> [TEXTE SOURCE]
La montée des urgences

Il est toujours possible de relativiser l’urgence climatique, l’urgence sanitaire, l’urgence sociale, l’urgence éducative si l’on peut s’en protéger, voire en profiter ! Nous ne sommes pas égaux vis-à-vis de ces états d’urgence. On peut même dire que si ces phénomènes peuvent être qualifiés d’urgents c’est qu’ils se doublent d’une urgence d’un autre ordre : l’urgence démocratique.

Tant que les pays sont tenus par des représentants des classes protégées, on assiste à une exaspération des inégalités face aux problèmes. Or, le seuil de tolérance à la souffrance ne se calcule pas comme les profits que l’on en tire. Il y a un effet de seuil. Lorsqu’il est franchi, la souffrance s’exprime par le corps et le comportement d’une façon soudainement plus radicale. Ce sont les codes sociaux qui lâchent car ils ne sont plus soutenus par des rapports équitables de la part des autres, ceux qui sont à l’abri de la souffrance.

Quel rapport avec la psychanalyse me direz-vous ?

> [CONSIGNE]
Recopiez tout le passage du texte sur la montée des urgences qui va de « Il est toujours » jusqu'à « ordre : l’urgence démocratique. », en remplaçant « démocratique » par « politique ». La liste qui suit ne sert à rien ici.

> [LISTE FOURNIE]
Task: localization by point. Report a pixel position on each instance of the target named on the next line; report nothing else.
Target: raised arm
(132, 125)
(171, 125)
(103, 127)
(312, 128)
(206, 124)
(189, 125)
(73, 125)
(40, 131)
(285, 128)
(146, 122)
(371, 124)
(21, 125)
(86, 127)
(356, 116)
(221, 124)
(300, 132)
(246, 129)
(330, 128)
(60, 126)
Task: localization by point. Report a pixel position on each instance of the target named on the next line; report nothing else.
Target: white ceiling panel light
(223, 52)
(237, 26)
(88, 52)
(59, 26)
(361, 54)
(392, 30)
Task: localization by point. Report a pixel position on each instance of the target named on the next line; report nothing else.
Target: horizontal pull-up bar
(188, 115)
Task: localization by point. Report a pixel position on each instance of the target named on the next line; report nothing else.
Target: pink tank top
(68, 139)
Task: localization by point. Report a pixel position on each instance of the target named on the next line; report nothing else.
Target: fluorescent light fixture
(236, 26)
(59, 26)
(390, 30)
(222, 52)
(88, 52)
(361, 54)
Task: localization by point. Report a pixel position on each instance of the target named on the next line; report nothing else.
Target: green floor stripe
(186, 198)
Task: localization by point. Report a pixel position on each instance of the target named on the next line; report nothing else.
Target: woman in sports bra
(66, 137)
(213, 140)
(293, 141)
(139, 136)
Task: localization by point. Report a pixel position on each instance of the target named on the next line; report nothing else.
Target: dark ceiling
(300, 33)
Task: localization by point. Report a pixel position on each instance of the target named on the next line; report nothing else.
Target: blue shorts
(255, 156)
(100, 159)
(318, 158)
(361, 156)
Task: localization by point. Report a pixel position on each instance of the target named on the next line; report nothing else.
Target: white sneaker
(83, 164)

> [RÉSULTAT]
Il est toujours possible de relativiser l’urgence climatique, l’urgence sanitaire, l’urgence sociale, l’urgence éducative si l’on peut s’en protéger, voire en profiter ! Nous ne sommes pas égaux vis-à-vis de ces états d’urgence. On peut même dire que si ces phénomènes peuvent être qualifiés d’urgents c’est qu’ils se doublent d’une urgence d’un autre ordre : l’urgence politique.